Each line of the listing where "below" appears should be reported.
__________________________________________________
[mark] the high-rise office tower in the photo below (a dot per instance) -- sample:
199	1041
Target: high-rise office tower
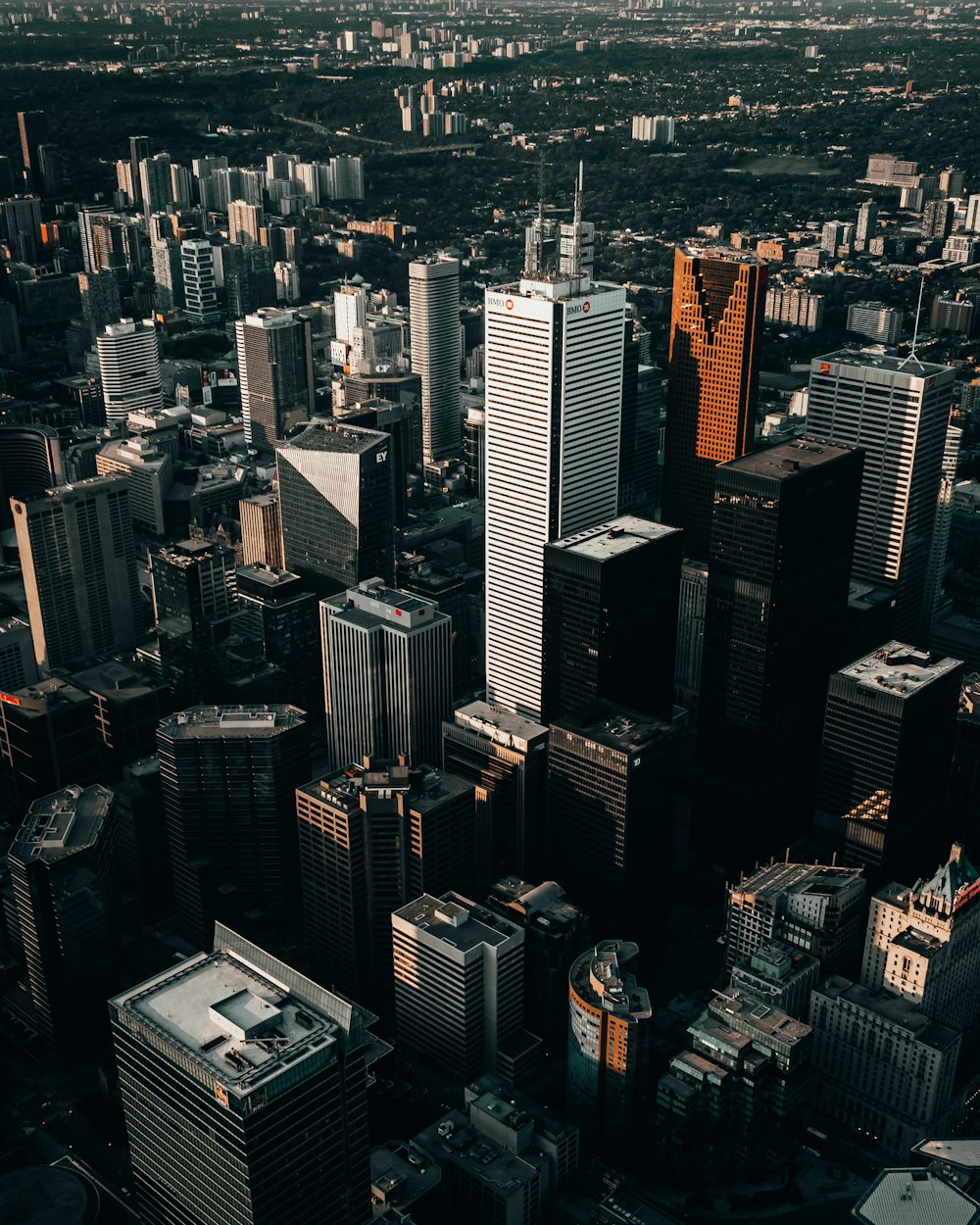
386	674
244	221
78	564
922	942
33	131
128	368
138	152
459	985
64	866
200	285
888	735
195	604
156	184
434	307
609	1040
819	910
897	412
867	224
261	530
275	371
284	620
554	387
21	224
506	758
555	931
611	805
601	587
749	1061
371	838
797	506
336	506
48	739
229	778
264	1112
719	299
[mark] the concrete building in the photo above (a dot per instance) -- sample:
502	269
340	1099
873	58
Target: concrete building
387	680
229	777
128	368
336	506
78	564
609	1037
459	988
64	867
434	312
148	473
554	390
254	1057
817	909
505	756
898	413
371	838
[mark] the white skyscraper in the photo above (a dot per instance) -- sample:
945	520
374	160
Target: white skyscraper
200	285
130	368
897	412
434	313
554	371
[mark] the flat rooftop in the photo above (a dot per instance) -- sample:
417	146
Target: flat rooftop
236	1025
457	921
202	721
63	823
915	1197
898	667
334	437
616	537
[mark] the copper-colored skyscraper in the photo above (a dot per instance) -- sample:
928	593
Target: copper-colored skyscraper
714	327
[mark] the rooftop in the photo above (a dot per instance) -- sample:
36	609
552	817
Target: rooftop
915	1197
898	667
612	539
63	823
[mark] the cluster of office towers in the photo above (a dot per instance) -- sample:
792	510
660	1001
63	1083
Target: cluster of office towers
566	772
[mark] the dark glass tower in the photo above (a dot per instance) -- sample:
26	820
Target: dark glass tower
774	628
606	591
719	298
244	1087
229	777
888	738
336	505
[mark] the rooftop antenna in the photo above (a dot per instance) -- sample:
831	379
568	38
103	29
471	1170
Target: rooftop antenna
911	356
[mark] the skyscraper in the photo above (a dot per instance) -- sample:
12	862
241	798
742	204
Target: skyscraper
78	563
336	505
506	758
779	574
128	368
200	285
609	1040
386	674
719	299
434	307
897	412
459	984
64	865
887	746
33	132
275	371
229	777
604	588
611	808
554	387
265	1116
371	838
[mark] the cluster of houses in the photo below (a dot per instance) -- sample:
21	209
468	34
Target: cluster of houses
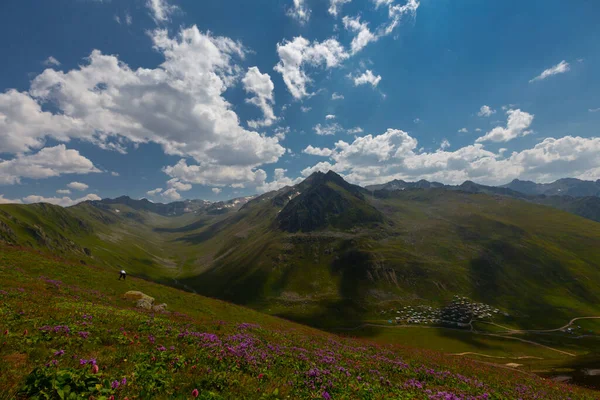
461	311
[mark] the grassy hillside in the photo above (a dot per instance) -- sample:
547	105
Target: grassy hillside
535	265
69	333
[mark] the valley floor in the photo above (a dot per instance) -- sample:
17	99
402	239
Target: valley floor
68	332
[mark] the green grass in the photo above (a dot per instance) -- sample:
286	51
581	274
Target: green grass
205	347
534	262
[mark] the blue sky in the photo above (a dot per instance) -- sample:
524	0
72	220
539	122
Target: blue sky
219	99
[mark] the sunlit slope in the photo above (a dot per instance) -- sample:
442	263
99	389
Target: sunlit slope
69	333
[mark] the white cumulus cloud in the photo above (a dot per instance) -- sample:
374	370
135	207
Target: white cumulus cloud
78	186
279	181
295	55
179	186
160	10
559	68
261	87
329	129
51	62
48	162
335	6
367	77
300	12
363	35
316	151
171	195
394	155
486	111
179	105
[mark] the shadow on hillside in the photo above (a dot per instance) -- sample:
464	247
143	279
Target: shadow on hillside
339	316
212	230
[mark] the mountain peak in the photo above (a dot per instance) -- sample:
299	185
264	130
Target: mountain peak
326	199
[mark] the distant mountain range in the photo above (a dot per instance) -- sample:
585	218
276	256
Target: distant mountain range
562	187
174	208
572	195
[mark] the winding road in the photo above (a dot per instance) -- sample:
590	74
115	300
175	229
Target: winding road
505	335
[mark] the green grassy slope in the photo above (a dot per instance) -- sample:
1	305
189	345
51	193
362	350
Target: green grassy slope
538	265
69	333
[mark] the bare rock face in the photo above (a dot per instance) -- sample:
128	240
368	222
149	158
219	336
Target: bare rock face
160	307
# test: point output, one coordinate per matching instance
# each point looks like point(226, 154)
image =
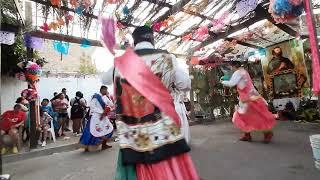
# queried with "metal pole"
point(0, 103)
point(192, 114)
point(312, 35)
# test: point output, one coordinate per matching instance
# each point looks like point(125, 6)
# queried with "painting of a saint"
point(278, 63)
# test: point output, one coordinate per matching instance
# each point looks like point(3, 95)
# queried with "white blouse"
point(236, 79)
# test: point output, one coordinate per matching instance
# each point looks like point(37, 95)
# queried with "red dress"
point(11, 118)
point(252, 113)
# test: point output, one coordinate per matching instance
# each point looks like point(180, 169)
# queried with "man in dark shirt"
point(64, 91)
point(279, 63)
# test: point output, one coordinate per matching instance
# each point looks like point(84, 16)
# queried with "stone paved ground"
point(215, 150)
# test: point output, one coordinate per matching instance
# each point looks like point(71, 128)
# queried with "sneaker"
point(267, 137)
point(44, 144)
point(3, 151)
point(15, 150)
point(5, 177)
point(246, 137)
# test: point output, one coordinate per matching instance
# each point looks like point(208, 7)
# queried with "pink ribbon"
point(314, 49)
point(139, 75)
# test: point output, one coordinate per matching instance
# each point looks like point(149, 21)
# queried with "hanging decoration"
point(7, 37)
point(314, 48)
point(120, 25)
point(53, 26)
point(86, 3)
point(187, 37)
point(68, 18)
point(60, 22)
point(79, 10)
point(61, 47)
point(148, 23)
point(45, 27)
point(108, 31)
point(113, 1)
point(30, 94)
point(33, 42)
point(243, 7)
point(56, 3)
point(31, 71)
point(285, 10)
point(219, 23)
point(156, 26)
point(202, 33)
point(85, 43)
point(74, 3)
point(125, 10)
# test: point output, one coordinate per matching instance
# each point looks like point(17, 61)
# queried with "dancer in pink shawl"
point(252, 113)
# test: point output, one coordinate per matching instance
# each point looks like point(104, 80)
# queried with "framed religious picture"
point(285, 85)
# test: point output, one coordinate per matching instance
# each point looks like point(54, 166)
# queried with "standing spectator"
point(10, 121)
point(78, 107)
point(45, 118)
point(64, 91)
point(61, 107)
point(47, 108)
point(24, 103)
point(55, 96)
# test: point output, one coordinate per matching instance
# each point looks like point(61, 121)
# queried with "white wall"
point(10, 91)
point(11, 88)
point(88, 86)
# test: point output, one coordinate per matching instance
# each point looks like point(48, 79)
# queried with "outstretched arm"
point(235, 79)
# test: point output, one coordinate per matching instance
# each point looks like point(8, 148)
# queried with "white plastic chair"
__________________________________________________
> _Solution for this task_
[mark] the high-rise office tower in the photo below (a dot per instance) -- sample:
[mark] the cluster of houses in the photo below (a dot per instance) -- sample:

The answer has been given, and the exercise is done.